In the entries below, find the line containing "the bicycle basket". Copy it and all lines after it, exactly, through the end.

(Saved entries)

--- start ---

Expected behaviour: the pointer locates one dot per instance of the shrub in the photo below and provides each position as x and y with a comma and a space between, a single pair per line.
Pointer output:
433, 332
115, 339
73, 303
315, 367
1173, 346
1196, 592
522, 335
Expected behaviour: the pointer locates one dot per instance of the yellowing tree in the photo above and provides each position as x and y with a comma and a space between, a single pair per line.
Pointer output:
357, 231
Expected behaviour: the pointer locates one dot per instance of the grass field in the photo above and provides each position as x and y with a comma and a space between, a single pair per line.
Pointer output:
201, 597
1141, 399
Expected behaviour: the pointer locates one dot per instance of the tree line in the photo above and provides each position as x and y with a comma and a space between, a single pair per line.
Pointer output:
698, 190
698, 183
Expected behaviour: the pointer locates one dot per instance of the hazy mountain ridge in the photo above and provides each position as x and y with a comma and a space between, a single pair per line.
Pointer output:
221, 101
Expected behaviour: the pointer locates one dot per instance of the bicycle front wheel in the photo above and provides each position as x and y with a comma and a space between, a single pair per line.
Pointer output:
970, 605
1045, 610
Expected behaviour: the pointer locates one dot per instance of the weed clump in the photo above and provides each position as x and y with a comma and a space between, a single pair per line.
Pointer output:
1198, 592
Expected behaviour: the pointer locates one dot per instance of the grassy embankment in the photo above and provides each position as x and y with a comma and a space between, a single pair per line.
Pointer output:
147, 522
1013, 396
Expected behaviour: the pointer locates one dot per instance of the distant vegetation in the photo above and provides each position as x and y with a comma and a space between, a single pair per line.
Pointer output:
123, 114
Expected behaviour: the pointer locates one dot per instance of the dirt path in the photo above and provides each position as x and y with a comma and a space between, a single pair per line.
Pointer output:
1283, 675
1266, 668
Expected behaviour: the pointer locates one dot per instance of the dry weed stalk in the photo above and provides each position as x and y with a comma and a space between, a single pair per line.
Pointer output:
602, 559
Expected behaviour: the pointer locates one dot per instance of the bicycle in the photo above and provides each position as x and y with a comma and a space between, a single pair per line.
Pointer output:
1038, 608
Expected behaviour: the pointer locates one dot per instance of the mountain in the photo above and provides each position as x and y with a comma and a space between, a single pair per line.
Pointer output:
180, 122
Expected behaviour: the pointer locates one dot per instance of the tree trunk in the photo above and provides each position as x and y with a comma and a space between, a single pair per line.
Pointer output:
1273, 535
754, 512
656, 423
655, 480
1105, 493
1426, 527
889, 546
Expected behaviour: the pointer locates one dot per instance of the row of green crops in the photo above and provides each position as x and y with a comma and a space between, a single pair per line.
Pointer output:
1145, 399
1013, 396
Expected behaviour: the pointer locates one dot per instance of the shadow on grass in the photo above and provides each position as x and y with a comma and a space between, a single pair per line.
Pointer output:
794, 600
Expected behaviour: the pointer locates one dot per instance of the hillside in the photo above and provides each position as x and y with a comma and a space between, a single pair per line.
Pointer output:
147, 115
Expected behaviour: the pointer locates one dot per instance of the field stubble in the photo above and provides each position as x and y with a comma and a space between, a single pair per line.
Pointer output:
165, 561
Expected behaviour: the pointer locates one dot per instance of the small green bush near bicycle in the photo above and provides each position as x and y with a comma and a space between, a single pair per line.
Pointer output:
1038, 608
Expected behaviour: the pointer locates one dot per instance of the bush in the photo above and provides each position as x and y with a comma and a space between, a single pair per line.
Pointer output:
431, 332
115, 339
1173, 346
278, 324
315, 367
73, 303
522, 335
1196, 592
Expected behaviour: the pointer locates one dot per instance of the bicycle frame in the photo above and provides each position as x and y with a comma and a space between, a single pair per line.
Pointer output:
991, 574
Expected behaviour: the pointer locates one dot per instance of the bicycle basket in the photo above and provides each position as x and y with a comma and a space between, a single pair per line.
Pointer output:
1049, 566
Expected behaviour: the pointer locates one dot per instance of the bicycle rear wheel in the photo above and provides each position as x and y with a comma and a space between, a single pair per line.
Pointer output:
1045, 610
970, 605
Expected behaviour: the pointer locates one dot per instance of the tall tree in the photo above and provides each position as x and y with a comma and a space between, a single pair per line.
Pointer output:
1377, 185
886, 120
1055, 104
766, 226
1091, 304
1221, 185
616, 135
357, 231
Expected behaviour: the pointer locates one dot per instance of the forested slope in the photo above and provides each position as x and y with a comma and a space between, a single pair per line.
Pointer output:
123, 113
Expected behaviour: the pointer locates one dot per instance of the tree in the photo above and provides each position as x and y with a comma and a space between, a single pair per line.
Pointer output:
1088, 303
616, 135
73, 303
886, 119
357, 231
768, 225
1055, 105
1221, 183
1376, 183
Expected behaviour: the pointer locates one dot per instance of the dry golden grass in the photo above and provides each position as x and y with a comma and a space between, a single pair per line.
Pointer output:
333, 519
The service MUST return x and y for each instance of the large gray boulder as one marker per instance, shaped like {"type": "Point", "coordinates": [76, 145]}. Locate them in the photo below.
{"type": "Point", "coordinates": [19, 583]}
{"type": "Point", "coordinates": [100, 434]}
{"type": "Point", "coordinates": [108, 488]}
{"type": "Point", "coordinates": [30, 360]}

--- end ---

WRITTEN REPLY:
Expected behaviour: the pointer locates one dot per instance of the bicycle basket in the photo above and provides each position as x and y with a comma and a space between, a single pair per line.
Pointer output:
1049, 566
Expected behaviour: the pointer locates one dot per instance of the bicycle rear wheel in the photo above and provides each position as x and y with a comma and a space between, a single pair per line.
Pointer output:
1045, 610
970, 605
Expected behaviour: the pointer locates one dot per instance of the tall tree in the photo above and provides each position as x and y with a comma and a space between, a single pair per line.
Pointer output:
1377, 185
886, 120
1055, 104
766, 226
1091, 304
1221, 185
616, 135
357, 231
Expected behaviour: the pointer locates one dot per instance of the forested slope in the photo above and provides each position as x and y with a comma and a space between, a single pair per line.
Pointer output:
123, 113
Expected behaviour: the pointer locates one dot per instance of the tree in the photo above and provides each position as x and y with a comma and a space between, a single pair per line.
Pointer output:
1088, 303
616, 135
73, 303
886, 119
357, 231
768, 225
1055, 105
1221, 183
1376, 183
Expected behaviour: the pointer locates one dot per instance of the dry golden grass in the photo above and provides each position as x and y with a comma and a space between, a single pair per line.
Pointer output:
333, 519
The service MUST return x and y for each instance of the large gray boulder as one marker per instance, shaped like {"type": "Point", "coordinates": [76, 145]}. Locate them in the photo below.
{"type": "Point", "coordinates": [19, 583]}
{"type": "Point", "coordinates": [100, 434]}
{"type": "Point", "coordinates": [108, 488]}
{"type": "Point", "coordinates": [30, 360]}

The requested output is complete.